# PROMPT
Format all the lines below as a JSON list of strings, one string for each line, and leave out any blank lines.

Extracted data entries:
- - - - - - -

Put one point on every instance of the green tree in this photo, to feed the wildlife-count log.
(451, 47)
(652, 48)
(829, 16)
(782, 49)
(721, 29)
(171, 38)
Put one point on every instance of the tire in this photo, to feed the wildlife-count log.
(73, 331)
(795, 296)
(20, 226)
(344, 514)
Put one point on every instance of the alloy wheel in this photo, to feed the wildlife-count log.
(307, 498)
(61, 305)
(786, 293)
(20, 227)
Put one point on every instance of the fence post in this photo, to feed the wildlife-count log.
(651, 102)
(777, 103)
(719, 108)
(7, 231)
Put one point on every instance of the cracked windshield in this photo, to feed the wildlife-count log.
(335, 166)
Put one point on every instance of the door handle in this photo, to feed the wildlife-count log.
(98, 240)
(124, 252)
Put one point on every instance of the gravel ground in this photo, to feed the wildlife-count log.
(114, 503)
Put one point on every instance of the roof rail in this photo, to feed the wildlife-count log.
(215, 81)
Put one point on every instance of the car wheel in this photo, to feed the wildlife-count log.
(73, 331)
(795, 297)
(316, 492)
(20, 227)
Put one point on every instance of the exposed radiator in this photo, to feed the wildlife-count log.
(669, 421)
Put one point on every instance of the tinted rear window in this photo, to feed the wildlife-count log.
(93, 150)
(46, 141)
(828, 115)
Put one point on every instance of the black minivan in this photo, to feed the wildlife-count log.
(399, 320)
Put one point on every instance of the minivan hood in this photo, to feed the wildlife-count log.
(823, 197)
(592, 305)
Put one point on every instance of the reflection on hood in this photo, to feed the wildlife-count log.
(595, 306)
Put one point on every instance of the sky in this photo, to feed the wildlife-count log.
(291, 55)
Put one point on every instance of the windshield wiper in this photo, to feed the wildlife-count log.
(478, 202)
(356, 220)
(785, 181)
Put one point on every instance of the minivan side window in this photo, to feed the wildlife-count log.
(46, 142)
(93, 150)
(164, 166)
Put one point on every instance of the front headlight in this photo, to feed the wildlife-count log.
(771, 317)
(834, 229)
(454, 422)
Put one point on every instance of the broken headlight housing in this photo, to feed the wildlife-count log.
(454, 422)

- - - - - - -

# COMPLETE OUTPUT
[
  "Put one point on every instance of the green tree in this photo, to feed the wildlife-count log.",
  "(451, 47)",
  "(652, 48)",
  "(829, 16)",
  "(782, 49)",
  "(721, 29)",
  "(171, 38)",
  "Put one point on every instance of the tire in this photo, to feed the wildlife-count log.",
  "(73, 331)",
  "(795, 296)",
  "(20, 226)",
  "(344, 514)",
  "Put one point on every instance of the alloy wheel in this photo, to feed the wildlife-count log.",
  "(307, 498)",
  "(61, 305)",
  "(786, 293)",
  "(20, 227)",
  "Put one point on every instance of the fence post in this photo, to feed the wildlife-count log.",
  "(651, 102)",
  "(777, 103)",
  "(719, 108)",
  "(7, 231)",
  "Put one point on every instance of the cracked windshield in this photo, to feed the wildlife-count log.",
  "(335, 166)",
  "Put one point on every instance of the door handle in this photo, to feed the wildlife-count log.",
  "(98, 240)",
  "(124, 252)",
  "Put one point on every instance of the gravel ground in this photo, to feed the wildlife-count log.",
  "(114, 503)",
  "Put one point on every instance of the roof rail in this photo, to feed the wildlife-count log.",
  "(215, 81)",
  "Put one point on every instance of the car wheel in this photo, to feed the wildlife-count log.",
  "(73, 331)",
  "(795, 297)",
  "(316, 492)",
  "(20, 227)",
  "Put one point on every instance of the exposed radiator in this photo, to feed the wildlife-count log.",
  "(669, 421)",
  "Put one point on every instance of the tinted rear window in this photo, to feed the wildlife-count log.",
  "(93, 150)",
  "(46, 141)",
  "(828, 115)",
  "Put one point on every instance of the black minivan in this photo, to feed the wildlife-count log.",
  "(399, 320)",
  "Put one point on every instance of the minivan hood in this photo, to feed the wildlife-count log.",
  "(823, 197)",
  "(592, 305)",
  "Put one point on every instance of the reflection on hood in this photo, to feed the wildlife-count log.",
  "(595, 306)",
  "Put one point on every instance of the sky in this photo, to feed the wildlife-count log.",
  "(291, 55)",
  "Put one point on every instance of the windshield wiper in this photo, to feed the wildlife-count log.",
  "(478, 202)",
  "(356, 220)",
  "(785, 181)",
  "Put one point on every instance of the minivan side window in this photo, to feed the wildlife-count log.",
  "(46, 142)",
  "(93, 150)",
  "(164, 166)",
  "Put one point on every instance of the front headlight in this photo, to feed the wildlife-count log.",
  "(771, 317)",
  "(834, 229)",
  "(454, 422)",
  "Put one point on every instance of the broken headlight housing in this photo, to feed the wildlife-count log.",
  "(454, 422)"
]